▸ **WHAT TO DO**
- a) In the environment setup guide, condense the paragraph beginning "When you click submit" into a short bulleted list that keeps its main facts.
- b) Repeat word for word everything in the environment setup guide from "For our example, let’s" down to "started for you.".

▸ **SOURCE PASSAGE**

━━━━━━━━━━━━━━━━

For our example, let’s name the environment sample_env.
When you click submit, your environment will appear under the “Environments being configured” section. You may have to wait a minute or two while we boot and configure a setup server for you. The setup server is a temporary machine that represents your environment. Changes you make to the setup server will be reflected in your environment when you save it.
When the setup server is ready, click the “connect” icon if you are using a web browser that supports websockets, and an SSH session will be started for you.
Otherwise, you can use an SSH client of your choice and follow the instructions provided by clicking on the “key” icon. Note that the instructions are tailored towards *nix systems. If you are using Windows and do not have an SSH client, we recommend Tunnelier.
Once you’ve SSH-ed in, you’ll find yourself in an Ubuntu Linux filesystem environment.
picloud@ip-10-46-223-4:~$ ls / bin boot dev etc home lib lib64 media mnt opt proc root sbin selinux srv sys tmp usr var
Your current working directory is /home/picloud:
picloud@ip-10-46-223-4:~$ pwd /home/picloud
You can verify the distribution of Ubuntu you’re using:
picloud@ip-10-46-223-4:~$ cat /etc/issue Ubuntu 11.04 \n \l
We give you sudo access so that you have the freedom to install anything anywhere.
# this does not produce an error picloud@ip-10-46-223-4:~$ sudo touch /root/i_can_be_root
The owner and group for files and directories in your environment do not matter. While you’ll be using the picloud and root user accounts, your jobs will be run with a different user account that will have access to the entire filesystem environment.
For the Python example, we’ll use sudo access to install the ObsPy library using pip.
picloud@ip-10-46-223-4:~$ sudo pip install obspy.core obspy.signal Downloading/unpacking obspy.core Downloading obspy.core-0.4.8.zip (186Kb): 186Kb downloaded Running setup.py egg_info for package obspy.core ... # output shortened for brevity Successfully installed obspy.core obspy.signal Cleaning up...
For the shell example, we’ll use sudo access to install imagemagick using apt-get.

━━━━━━━━━━━━━━━━

▸ **RECORDS**
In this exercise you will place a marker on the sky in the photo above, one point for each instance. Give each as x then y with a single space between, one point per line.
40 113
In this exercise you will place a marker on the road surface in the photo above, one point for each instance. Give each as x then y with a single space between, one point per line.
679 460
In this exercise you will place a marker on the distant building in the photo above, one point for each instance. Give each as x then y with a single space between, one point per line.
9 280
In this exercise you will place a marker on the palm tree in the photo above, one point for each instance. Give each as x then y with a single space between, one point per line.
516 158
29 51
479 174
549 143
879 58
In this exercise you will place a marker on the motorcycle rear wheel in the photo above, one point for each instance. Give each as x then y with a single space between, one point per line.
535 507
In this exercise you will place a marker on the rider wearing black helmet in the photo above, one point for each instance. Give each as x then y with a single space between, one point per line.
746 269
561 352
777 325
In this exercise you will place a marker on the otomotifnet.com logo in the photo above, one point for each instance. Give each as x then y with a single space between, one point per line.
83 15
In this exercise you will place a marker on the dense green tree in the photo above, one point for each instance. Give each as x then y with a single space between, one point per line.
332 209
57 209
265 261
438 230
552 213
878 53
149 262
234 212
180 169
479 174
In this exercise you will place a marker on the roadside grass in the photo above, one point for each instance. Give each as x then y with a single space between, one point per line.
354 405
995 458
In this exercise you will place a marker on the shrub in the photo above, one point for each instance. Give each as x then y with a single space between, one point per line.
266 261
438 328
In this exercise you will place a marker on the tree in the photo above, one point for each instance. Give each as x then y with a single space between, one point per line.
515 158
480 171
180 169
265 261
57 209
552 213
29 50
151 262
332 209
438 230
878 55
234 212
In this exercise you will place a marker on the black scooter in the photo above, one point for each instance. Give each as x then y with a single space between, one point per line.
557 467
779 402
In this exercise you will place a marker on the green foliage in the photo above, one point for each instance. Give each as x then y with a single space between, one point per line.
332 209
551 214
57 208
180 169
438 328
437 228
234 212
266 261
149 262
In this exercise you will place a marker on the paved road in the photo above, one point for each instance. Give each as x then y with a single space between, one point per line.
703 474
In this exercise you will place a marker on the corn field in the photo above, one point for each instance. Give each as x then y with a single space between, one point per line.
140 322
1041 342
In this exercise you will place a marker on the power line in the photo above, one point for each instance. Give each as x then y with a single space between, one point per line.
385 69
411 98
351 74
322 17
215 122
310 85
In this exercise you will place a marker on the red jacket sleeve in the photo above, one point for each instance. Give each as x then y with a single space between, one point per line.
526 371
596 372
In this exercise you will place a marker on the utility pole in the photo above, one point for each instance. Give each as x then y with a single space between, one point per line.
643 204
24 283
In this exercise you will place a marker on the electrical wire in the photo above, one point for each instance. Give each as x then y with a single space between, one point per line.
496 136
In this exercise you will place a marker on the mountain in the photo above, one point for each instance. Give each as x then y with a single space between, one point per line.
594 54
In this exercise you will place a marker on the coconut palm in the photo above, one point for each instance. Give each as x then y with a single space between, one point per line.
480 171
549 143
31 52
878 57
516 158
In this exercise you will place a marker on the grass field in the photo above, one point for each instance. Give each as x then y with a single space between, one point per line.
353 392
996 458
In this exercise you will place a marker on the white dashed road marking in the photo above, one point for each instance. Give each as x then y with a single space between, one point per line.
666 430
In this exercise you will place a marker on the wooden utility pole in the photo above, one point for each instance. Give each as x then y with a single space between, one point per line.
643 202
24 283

━━━━━━━━━━━━━━━━

▸ **OUTPUTS IN ORDER**
- a)
- After you click submit, the environment appears under the "Environments being configured" section.
- Booting and configuring a setup server may take a minute or two.
- The setup server is a temporary machine that represents your environment.
- Changes made on the setup server carry over to your environment when you save it.

- b)
For our example, let’s name the environment sample_env.
When you click submit, your environment will appear under the “Environments being configured” section. You may have to wait a minute or two while we boot and configure a setup server for you. The setup server is a temporary machine that represents your environment. Changes you make to the setup server will be reflected in your environment when you save it.
When the setup server is ready, click the “connect” icon if you are using a web browser that supports websockets, and an SSH session will be started for you.